# start of Selected text

Re: Display of Isolated Nonspacing Marks (was Re: Questions on ZWNBS...)

From: Philippe Verdy (
Date: Wed Aug 06 2003 - 09:32:37 EDT

    On Wednesday, August 06, 2003 12:36 PM, Kent Karlsson <> wrote:

    > > The NFD decompositions of spacing marks is alredy defined as a SPACE
    > > plus a non-spacing combining character.
    > Philippe, please! Those are *compatibility* decompositions. The
    > normal form NFD only uses *canonical* decompositions. And there is no
    > such thing as "NFD decompositions".

    Sorry for the confusion. Still even with a NFKD decomposition, it is clear that
    they already define combining sequences with the SPACE used as a base
    character. The real important thing is that the SPACE is already the base
    character already used as a combining mark holder, and Unicode processing
    should only be done without breaking in the middle of a combining sequence
    even in the case of a SPACE base character.

    It's true that not all (only most) combining non-spacing characters have a
    non-combining spacing counterpart. But when they exist, the decompositions
    proposed in the UCD are already an indication that the SPACE character
    should be preserved and not considered for break oppotunities if it is followed
    by a combining character. It is not extremely clear in the specification break
    properties where sequences of spaces are often unified, but there's already
    some rules that make it clear: a SPACE is a word separator only if not used
    in a combining sequence, and break opportunities are computed between
    grapheme clusters which cannot break a combining sequence.

    OK there's a problem with HTML, where sequences of whitespaces are
    normalized to a single whitespace, and this effectively creates a problem
    if a combining character is used after two spaces: the first one being a
    word separator or indenting space, the second being a base for the
    combining sequence. For now, most text can be created using spacing
    diacritics instead of combining sequences starting by SPACE, and this
    will work in HTML.

    For those diacritics which do not have a spacing counterpart already
    defined, there remains a problem which can only be solved using a
    separating format control between the first (separating)
    space and the second (base) space. I think this could be a ZWSP
    like this:


    (provided that the whitespace normalization algorithm will not
    include <ZWSP> in the whitespaces sequence and treat it
    isolately, something that a conforming HTML or XML processor
    should not do, as it should unify only sequences of <SPACE>,
    <TAB>, <CR>, <LF>, and only according to the context of the
    containing element whitespace properties controlling the
    normalization of XML whitespace sequences (leading, trailing,
    line break preservation, tabulator)...

    I did no verify completely in XSLT but this should be true too
    there for this kind of processing (hoping that ZWSP will not
    be considered in whitespace sequences)

# end of Selected text
# start of Provided data

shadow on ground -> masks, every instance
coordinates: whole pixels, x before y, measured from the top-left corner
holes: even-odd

# end of Provided data

:: Your task ::
Restate as a short bulleted list the paragraph in the Unicode message above that begins "OK there's a problem with HTML," keeping its main facts.

:: Correct result ::
- HTML normalizes sequences of whitespace to a single whitespace.
- This causes a problem when a combining character follows two spaces: the first serves as a word separator or indenting space, and the second serves as the base of the combining sequence.
- For now, most text can use spacing diacritics instead of combining sequences that start with SPACE, and this works in HTML.